▸ **INSTRUCTION 1**
Show each line of the listing that contains the word "instance", copied in full.
....
- SR 92 highlighted in red

Route information
- Maintained by ADOT
- Length: 33.91 mi (54.57 km)

Major junctions
- West end: SR 90 near Sierra Vista
- East end: SR 80 in Bisbee

Location
- Country: United States
- State: Arizona

Highway system
- Arizona State Highway System; Interstate; US; State; Scenic Proposed; Former;
| ← US 91 |  | → SR 93 |

= Arizona State Route 92 =

Former state highway in Arizona, United States

State Route 92 (SR 92) is a state highway in the U.S. state of Arizona. Running roughly in an L-shaped pattern, SR 92 begins at SR 90 in Sierra Vista and ends at a traffic circle in Bisbee along SR 80, running entirely within Cochise County. The route was constructed and numbered as SR 92 in the late 1930s with a route that traveled further north past Sierra Vista than it does today. The routing was corrected in the 1960s.

==Route description==

SR 92 begins at an intersection with Fry Boulevard in Sierra Vista. SR 90 is the designation along the roads heading north and east from the intersection. From here, SR 92 heads south through Sierra Vista, passing by residential areas in a desert terrain. The road then passes through the town of Nicksville in Sierra Vista Southeast while the west side of the route is flanked by the Coronado National Forest, in which Huachuca Mountains are located. SR 92 then turns eastward, passing within several miles within the Mexico–United States border. The route passes the towns of Miracle Valley and Palominas before turning northeast. The roadway enters the town of Bisbee, meeting its terminus at a traffic circle in the city.
....
▸ **INSTRUCTION 2**
According to the article on Arizona State Route 92, which county does the route run entirely within?
....
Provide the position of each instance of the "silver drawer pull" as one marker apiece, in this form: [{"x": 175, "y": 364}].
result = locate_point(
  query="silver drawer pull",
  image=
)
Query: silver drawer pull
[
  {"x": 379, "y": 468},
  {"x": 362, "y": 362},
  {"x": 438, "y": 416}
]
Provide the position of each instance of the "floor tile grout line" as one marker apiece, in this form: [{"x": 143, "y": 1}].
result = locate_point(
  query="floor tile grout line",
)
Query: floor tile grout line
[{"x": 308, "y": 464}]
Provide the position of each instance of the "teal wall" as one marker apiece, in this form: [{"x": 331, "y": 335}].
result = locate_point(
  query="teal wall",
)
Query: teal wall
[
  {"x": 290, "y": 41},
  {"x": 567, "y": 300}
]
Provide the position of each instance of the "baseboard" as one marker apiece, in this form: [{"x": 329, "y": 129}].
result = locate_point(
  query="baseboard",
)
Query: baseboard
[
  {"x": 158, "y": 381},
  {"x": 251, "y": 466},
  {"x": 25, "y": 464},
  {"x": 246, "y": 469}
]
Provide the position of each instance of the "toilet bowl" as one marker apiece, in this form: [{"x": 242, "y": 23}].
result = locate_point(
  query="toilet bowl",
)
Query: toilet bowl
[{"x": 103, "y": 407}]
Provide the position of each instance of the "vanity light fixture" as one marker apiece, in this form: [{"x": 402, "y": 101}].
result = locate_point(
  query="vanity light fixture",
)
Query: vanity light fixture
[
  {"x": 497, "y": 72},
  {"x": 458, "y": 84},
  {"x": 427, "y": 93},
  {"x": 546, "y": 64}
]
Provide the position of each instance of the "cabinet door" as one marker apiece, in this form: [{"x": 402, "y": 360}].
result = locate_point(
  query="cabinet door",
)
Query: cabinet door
....
▸ **WORKED ANSWER 1**
Provide the position of each instance of the "silver drawer pull" as one marker apiece, in this form: [{"x": 175, "y": 364}].
Provide the position of each instance of the "floor tile grout line" as one marker apiece, in this form: [{"x": 143, "y": 1}].
Provide the position of each instance of the "teal wall" as one marker apiece, in this form: [{"x": 331, "y": 335}].
Provide the position of each instance of the "baseboard" as one marker apiece, in this form: [{"x": 329, "y": 129}].
Provide the position of each instance of the "toilet bowl" as one marker apiece, in this form: [{"x": 242, "y": 23}].
Provide the position of each instance of the "vanity light fixture" as one marker apiece, in this form: [{"x": 402, "y": 101}].
Provide the position of each instance of the "cabinet door" as one marker apiece, in this form: [{"x": 402, "y": 360}].

▸ **WORKED ANSWER 2**
Cochise County